Au début de 1988, cette même salle avait présenté un large panorama de films espagnols des années 1958-1988, qui avait entraîné la sortie de créations, conçues surtout par deux cinéastes, le semi-vétéran Manuel Gutierrez Aragon (Maravillas, 1980 ; Malaventura, 1988) et le jeune loup de la « modiva madrilène », Pedro Almodovar (la Loi du désir, 1986 ; Matador, 1986 ; la Force des ténèbres 1984).

Un accent sympathique a été mis sur les productions des pays excentrés. Cette année, on a pioché dans le Grand Nord. La palme d'or à Pelle le conquérant a suivi la commercialisation du Festin de Babette (Gabriel Axel, déjà couronné de l'oscar du meilleur film étranger) et a provoqué la distribution des Rues de mon enfance, d'Astrid Henning-Jensen (1986), d'Epidemic, de Lars von Trier (1987), et de Rami et Juliet, d'Eric Clausen (1988). À ce choix éclectique a répondu, pour la Finlande, la découverte de deux authentiques auteurs, les frères Aki et Mika Kaurismaki, qui tournent (séparément, mais avec de nombreux points communs) depuis 1980 et ont déjà une dizaine de titres à leur actif. À noter, pour Mika, le Clan (1983) et Rosso (1985), pour Aki Shadows in Paradise (1987) et Hamlet Goes Business (1987).

Questions d'étude:
**A)** Relevez dans le texte d'étude les films dont la palme d'or attribuée à Pelle le conquérant a provoqué la distribution. Indiquez pour chacun son réalisateur et son année.
**B)** Selon le texte d'étude, qu'est-ce qui a entraîné la sortie des créations de Manuel Gutierrez Aragon et de Pedro Almodovar ?

[Entrées du jeu de données]
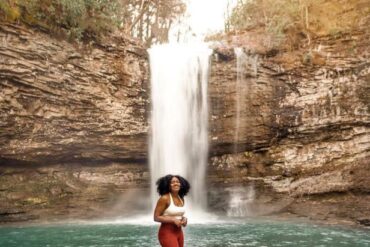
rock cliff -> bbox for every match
[0,8,370,226]
[209,13,370,225]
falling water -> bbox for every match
[149,44,212,214]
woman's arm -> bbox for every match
[154,196,182,227]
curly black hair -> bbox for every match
[156,174,190,198]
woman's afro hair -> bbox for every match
[156,174,190,198]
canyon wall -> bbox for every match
[0,13,370,224]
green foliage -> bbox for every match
[0,0,185,44]
[229,0,304,43]
[0,0,122,39]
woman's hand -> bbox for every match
[181,217,188,227]
[173,219,182,227]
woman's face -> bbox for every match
[170,177,181,192]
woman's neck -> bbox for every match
[170,191,179,197]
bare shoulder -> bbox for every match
[158,194,170,204]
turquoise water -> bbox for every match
[0,221,370,247]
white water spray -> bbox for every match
[149,44,212,215]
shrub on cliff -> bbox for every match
[0,0,185,44]
[227,0,370,47]
[0,0,121,39]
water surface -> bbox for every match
[0,221,370,247]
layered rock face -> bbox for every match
[209,15,370,222]
[0,11,370,226]
[0,23,149,222]
[0,24,148,164]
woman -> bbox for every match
[154,175,190,247]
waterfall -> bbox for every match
[149,44,212,211]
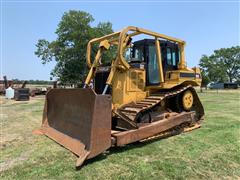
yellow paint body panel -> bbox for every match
[112,68,147,108]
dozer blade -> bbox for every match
[41,89,111,166]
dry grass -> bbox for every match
[0,91,240,179]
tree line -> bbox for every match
[35,10,240,86]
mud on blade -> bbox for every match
[42,89,111,166]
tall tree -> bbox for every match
[199,46,240,82]
[35,10,113,84]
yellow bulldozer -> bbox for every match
[41,26,204,166]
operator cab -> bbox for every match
[125,39,180,85]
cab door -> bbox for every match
[161,42,179,74]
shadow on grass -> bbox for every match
[76,131,181,170]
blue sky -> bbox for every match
[1,1,240,80]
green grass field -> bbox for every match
[0,91,240,179]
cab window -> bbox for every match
[147,45,160,84]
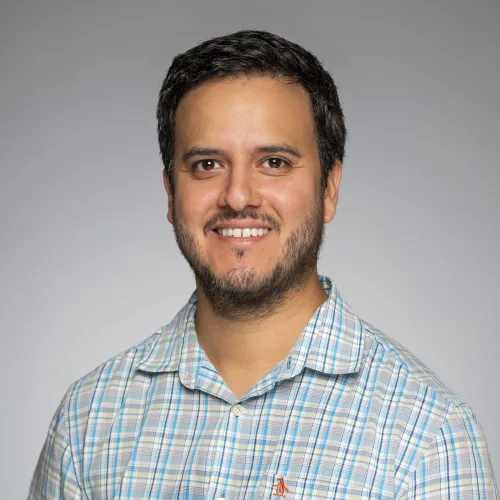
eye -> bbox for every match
[191,160,220,172]
[262,157,290,170]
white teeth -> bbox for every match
[216,227,270,238]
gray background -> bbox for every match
[0,0,500,499]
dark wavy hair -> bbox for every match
[156,30,346,193]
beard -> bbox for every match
[173,198,324,319]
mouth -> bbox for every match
[213,227,271,238]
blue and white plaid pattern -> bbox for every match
[29,277,498,500]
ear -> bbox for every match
[323,160,342,224]
[163,168,174,224]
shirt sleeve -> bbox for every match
[399,404,500,500]
[28,398,82,500]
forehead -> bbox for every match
[175,76,315,152]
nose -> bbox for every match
[219,164,262,212]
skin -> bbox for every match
[164,76,342,398]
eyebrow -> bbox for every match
[182,143,302,161]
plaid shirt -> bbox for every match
[29,277,499,500]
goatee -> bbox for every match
[173,202,324,319]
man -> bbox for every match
[30,31,498,500]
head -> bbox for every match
[157,31,346,316]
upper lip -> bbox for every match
[212,220,272,230]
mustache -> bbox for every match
[203,211,281,234]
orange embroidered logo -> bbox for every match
[273,477,289,497]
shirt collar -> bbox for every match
[137,276,364,376]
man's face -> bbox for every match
[165,77,341,317]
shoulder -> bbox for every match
[360,320,464,409]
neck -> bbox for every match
[195,269,328,385]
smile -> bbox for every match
[215,227,270,238]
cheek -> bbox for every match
[265,181,318,219]
[175,183,217,226]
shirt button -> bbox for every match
[231,405,245,417]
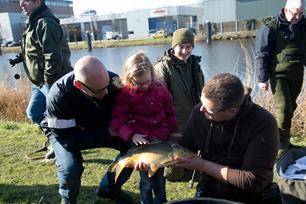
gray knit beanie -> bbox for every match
[172,28,194,48]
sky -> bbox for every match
[73,0,200,16]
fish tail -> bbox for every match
[107,162,118,172]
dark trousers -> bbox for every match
[49,128,133,202]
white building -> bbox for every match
[61,6,203,41]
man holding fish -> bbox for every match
[134,74,280,204]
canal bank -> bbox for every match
[1,31,255,53]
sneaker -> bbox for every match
[45,145,55,159]
[96,188,134,204]
[61,198,76,204]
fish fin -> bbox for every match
[161,161,177,166]
[107,162,117,172]
[148,163,159,178]
[114,160,128,183]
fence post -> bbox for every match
[206,21,212,44]
[86,31,92,51]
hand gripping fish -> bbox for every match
[108,141,195,182]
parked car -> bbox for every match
[7,41,21,47]
[148,29,156,38]
[151,30,172,39]
[1,40,13,47]
[105,31,122,40]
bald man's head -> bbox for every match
[74,56,109,99]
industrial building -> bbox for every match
[0,0,74,44]
[61,6,203,41]
[202,0,286,23]
[0,0,304,41]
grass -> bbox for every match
[0,121,194,204]
[1,31,255,53]
[0,121,306,204]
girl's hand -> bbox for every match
[132,133,149,145]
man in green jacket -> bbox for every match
[154,28,204,181]
[256,0,306,149]
[10,0,72,159]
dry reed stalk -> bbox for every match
[0,79,30,122]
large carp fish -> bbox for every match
[108,141,194,182]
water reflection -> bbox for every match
[0,40,254,86]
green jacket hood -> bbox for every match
[29,4,60,26]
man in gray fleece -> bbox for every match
[176,74,280,204]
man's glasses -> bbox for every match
[286,9,304,18]
[131,80,151,87]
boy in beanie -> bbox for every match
[154,28,204,181]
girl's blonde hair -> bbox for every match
[122,52,157,85]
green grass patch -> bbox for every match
[0,121,306,204]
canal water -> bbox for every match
[0,39,254,87]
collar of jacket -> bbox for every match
[203,87,253,160]
[277,9,305,40]
[165,48,201,65]
[29,4,48,24]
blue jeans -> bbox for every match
[49,130,133,203]
[139,168,167,204]
[26,84,50,125]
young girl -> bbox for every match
[111,53,177,204]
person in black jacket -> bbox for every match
[45,56,133,204]
[256,0,306,149]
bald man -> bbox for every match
[256,0,306,149]
[46,56,133,204]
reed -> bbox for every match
[0,38,306,137]
[0,79,30,122]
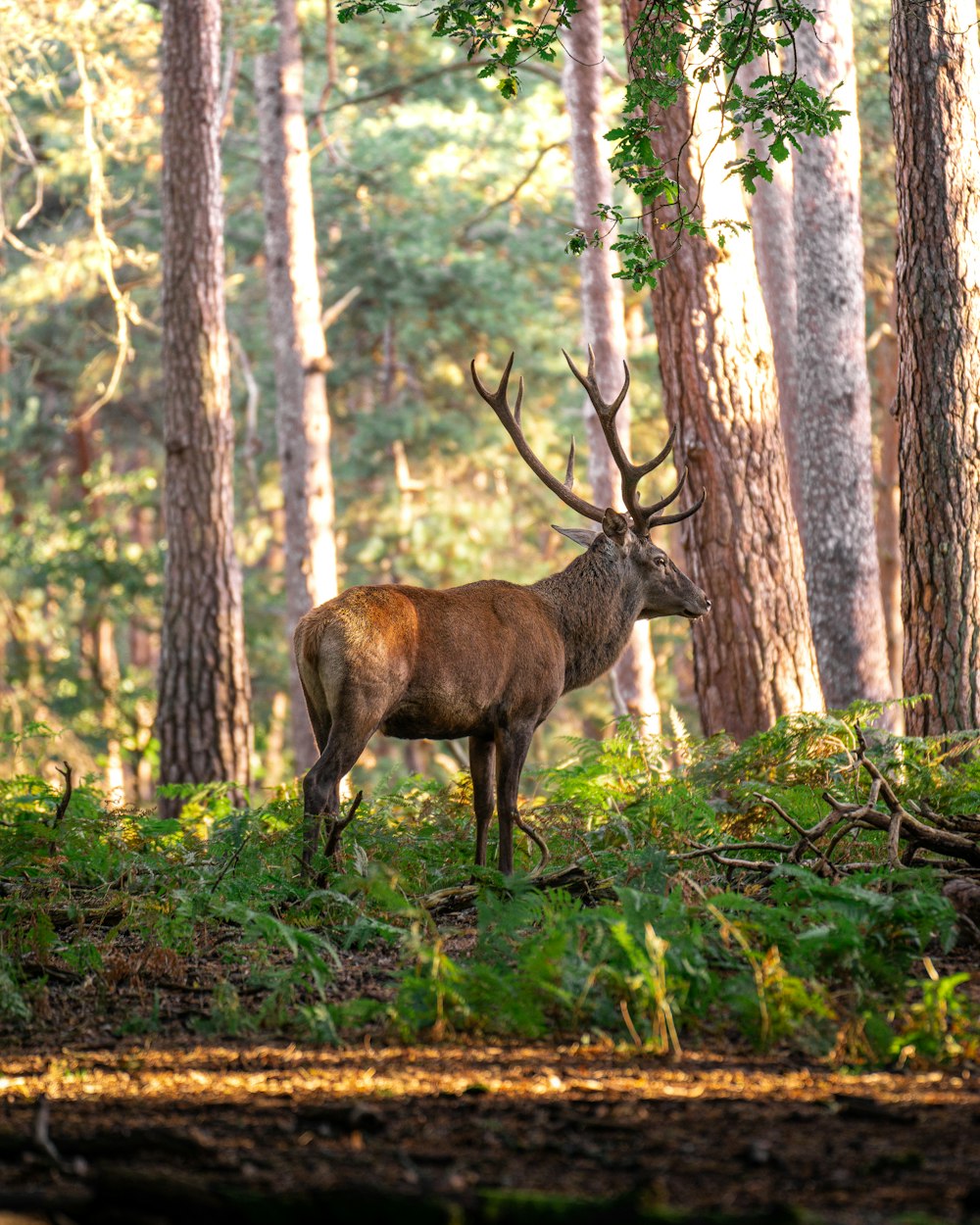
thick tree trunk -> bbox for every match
[562,0,661,736]
[871,284,905,721]
[793,7,892,707]
[623,0,823,738]
[255,0,338,770]
[157,0,251,814]
[739,60,800,523]
[890,0,980,735]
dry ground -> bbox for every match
[0,1039,980,1225]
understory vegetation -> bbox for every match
[0,707,980,1064]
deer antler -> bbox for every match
[559,346,706,535]
[469,354,604,523]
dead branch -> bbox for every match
[52,762,72,833]
[671,725,980,877]
[323,792,364,858]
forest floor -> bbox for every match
[0,931,980,1225]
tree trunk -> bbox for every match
[739,60,800,523]
[890,0,980,735]
[157,0,251,816]
[623,0,823,739]
[256,0,338,770]
[872,284,905,719]
[562,0,661,736]
[793,7,892,707]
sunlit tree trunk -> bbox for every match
[793,7,892,707]
[256,0,338,770]
[623,0,823,738]
[157,0,251,814]
[871,284,905,710]
[562,0,661,736]
[739,60,800,522]
[890,0,980,735]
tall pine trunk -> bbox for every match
[890,0,980,735]
[794,0,892,707]
[623,0,823,739]
[562,0,661,736]
[739,59,800,523]
[157,0,251,814]
[256,0,338,770]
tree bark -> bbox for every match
[562,0,662,736]
[739,60,800,523]
[871,283,905,720]
[623,0,823,739]
[793,7,892,707]
[890,0,980,735]
[256,0,338,770]
[157,0,251,816]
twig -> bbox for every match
[514,817,552,878]
[888,809,902,867]
[753,792,831,868]
[209,829,253,895]
[323,792,364,858]
[52,762,72,833]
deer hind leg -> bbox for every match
[303,710,381,875]
[469,736,495,867]
[495,724,534,876]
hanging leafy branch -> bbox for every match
[338,0,844,289]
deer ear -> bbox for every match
[552,523,599,549]
[603,506,630,548]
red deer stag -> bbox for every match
[295,351,710,873]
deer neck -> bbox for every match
[532,544,643,694]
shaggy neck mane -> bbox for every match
[532,542,640,694]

Réponses proposées:
**A)**
- Les Rues de mon enfance, d'Astrid Henning-Jensen (1986)
- Epidemic, de Lars von Trier (1987)
- Rami et Juliet, d'Eric Clausen (1988)

**B)** Leur sortie a été entraînée par le large panorama de films espagnols des années 1958-1988 que la même salle avait présenté au début de 1988.